» **PROMPT**
Every line below must be reproduced exactly; no pictures are to be included.

Photo-based referring expression data
┄┄┄┄┄┄┄┄┄┄

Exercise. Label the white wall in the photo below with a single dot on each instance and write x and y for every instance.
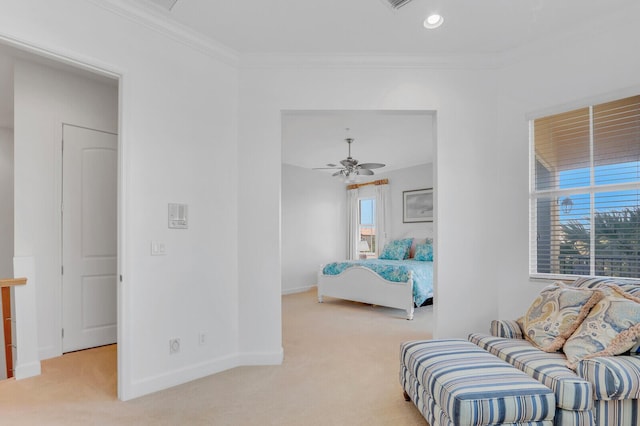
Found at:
(6, 206)
(313, 225)
(44, 99)
(417, 177)
(594, 65)
(465, 101)
(6, 219)
(178, 106)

┄┄┄┄┄┄┄┄┄┄

» **ANSWER SECTION**
Exercise. Label the white wall in the photo below with a single dot on each instance and write x and y for every instance.
Found at:
(6, 206)
(313, 225)
(44, 99)
(417, 177)
(594, 65)
(465, 101)
(6, 219)
(178, 106)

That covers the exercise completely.